## [PROBLÈME À RÉSOUDRE]
Rassemblez toutes les lignes ci-dessous qui contiennent le mot "front".

## [DONNÉES D'ENTRÉE]
————————
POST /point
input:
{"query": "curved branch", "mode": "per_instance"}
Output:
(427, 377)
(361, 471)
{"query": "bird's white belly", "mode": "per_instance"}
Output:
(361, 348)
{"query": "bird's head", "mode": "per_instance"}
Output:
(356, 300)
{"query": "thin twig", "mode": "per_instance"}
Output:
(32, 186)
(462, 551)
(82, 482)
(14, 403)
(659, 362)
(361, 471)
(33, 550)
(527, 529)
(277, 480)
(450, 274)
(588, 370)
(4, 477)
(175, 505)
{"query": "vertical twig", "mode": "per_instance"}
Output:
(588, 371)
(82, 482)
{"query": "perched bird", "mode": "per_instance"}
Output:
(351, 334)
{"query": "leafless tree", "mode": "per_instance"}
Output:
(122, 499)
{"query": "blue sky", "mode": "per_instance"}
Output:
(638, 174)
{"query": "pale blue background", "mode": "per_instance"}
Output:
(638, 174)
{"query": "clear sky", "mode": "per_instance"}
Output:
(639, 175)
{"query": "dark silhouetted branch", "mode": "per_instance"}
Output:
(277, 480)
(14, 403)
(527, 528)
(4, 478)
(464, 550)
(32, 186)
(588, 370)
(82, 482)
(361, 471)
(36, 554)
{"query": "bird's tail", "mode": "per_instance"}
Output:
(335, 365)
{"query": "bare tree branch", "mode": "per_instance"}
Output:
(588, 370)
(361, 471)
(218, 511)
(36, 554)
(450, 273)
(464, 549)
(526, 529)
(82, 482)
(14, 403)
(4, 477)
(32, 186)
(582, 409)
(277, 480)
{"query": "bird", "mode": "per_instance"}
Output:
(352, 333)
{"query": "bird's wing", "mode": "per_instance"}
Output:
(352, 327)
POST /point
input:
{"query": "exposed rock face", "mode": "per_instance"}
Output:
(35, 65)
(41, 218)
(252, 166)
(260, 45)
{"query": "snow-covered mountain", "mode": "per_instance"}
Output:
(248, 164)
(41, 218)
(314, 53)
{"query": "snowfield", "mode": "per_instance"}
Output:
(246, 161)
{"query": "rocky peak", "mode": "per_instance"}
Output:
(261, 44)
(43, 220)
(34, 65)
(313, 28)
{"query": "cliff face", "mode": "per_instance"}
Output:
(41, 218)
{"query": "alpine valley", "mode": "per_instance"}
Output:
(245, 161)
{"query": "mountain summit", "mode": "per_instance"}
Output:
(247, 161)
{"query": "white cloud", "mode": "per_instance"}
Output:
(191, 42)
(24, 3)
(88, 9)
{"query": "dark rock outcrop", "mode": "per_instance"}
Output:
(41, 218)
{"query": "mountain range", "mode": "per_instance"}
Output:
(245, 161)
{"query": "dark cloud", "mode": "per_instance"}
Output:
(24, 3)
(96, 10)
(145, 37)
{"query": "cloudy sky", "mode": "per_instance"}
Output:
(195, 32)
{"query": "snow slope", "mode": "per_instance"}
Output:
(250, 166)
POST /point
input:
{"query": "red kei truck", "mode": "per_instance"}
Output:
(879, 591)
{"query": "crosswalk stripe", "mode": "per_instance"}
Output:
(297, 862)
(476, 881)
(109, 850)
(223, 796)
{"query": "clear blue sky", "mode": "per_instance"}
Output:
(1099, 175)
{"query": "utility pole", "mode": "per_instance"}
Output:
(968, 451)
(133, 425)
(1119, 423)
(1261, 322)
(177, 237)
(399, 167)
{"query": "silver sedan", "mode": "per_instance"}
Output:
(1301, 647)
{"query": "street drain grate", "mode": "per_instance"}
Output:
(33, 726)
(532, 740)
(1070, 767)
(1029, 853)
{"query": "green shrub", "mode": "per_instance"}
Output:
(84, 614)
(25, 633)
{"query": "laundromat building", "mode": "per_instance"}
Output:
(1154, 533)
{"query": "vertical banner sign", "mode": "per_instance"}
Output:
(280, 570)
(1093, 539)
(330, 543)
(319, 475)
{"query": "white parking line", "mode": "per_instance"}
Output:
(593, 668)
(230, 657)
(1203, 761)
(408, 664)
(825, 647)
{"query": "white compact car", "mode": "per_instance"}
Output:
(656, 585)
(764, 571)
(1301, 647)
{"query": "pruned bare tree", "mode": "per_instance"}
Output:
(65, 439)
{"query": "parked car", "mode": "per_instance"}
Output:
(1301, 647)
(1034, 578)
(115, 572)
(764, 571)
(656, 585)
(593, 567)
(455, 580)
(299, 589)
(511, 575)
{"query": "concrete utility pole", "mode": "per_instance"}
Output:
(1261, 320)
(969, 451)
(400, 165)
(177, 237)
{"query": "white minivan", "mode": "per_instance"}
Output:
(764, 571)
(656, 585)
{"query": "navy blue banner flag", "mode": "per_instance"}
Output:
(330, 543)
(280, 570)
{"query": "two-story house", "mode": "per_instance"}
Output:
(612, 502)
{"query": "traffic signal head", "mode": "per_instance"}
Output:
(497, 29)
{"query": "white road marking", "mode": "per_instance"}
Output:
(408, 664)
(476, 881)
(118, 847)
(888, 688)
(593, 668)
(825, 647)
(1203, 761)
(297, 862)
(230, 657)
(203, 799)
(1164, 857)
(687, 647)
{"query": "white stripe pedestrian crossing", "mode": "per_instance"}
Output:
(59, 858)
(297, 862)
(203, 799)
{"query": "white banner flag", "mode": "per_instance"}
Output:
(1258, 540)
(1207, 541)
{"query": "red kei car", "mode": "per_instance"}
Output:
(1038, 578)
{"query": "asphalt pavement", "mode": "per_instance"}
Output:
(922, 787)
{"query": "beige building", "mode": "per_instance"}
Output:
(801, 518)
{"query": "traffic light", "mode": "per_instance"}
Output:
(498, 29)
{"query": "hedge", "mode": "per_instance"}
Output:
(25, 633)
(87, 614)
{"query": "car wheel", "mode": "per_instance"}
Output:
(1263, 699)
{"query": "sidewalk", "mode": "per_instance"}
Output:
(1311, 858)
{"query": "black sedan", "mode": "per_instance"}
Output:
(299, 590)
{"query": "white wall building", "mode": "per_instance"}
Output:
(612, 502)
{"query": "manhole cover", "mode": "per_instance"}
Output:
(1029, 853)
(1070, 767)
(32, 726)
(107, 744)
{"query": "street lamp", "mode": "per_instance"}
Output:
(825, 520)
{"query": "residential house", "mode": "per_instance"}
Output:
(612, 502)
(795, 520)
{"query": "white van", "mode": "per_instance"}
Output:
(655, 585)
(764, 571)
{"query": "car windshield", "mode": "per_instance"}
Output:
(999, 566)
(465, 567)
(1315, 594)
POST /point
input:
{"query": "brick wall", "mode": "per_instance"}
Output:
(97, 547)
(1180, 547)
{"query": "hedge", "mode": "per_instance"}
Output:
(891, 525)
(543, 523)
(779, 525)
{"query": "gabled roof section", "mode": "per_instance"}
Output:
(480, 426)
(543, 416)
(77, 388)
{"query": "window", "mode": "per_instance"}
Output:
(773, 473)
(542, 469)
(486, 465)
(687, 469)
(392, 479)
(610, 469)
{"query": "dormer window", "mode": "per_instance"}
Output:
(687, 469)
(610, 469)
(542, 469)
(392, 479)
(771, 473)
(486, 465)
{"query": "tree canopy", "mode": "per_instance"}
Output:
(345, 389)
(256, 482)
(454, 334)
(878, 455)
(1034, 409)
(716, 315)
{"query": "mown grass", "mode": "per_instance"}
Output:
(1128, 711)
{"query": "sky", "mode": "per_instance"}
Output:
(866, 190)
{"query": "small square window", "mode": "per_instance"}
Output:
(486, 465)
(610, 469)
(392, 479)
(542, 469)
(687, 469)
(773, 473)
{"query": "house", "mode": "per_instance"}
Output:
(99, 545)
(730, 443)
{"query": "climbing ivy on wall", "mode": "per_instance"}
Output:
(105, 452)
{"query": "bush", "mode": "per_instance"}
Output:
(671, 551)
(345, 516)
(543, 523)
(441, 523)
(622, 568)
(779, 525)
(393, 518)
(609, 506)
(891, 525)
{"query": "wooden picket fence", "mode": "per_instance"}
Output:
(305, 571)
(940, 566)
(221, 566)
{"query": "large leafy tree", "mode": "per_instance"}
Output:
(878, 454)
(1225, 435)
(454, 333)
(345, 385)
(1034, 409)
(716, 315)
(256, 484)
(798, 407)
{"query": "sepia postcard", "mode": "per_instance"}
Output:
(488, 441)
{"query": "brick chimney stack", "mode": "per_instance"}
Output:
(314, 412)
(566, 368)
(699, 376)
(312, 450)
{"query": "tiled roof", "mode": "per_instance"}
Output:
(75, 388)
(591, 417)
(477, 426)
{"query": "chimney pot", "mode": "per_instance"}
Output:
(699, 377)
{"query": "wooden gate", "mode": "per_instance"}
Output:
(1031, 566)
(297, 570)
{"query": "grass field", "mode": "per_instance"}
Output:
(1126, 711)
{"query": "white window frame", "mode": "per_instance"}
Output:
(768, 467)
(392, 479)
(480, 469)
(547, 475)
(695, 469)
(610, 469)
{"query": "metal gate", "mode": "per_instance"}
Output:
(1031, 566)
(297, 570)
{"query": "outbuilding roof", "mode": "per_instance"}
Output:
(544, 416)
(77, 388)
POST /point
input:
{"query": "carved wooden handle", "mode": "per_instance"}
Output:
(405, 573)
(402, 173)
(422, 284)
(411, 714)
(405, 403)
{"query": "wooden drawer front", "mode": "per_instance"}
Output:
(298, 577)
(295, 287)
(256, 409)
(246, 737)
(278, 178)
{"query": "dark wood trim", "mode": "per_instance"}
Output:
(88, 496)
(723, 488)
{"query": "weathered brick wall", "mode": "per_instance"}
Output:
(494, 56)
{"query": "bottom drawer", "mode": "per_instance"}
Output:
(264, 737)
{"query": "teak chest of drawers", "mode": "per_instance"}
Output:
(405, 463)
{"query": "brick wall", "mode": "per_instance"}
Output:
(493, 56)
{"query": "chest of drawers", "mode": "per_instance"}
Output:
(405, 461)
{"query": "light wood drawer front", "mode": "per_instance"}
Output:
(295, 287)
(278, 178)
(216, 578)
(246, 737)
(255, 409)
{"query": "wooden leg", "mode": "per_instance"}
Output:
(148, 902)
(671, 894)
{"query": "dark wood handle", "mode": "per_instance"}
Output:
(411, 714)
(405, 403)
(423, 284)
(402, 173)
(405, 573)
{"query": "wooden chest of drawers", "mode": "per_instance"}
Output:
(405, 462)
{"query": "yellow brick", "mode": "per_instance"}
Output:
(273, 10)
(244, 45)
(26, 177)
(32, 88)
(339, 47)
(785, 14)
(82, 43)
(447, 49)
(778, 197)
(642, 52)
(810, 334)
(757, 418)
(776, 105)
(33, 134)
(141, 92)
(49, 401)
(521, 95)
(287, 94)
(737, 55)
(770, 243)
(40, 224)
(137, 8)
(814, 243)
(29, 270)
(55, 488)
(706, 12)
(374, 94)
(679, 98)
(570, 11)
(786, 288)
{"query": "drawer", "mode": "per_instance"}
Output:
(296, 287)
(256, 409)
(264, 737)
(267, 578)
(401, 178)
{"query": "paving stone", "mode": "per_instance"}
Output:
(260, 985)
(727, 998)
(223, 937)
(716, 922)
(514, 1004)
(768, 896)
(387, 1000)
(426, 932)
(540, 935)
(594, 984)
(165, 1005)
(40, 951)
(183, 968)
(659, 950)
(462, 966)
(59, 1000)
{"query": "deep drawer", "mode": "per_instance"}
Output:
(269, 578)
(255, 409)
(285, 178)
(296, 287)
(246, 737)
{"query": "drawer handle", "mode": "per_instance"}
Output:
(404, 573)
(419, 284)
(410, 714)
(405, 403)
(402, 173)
————————
## [SOLUTION DU PROBLÈME]
{"query": "wooden drawer front", "mode": "per_instance"}
{"query": "light wood drawer front", "mode": "per_instance"}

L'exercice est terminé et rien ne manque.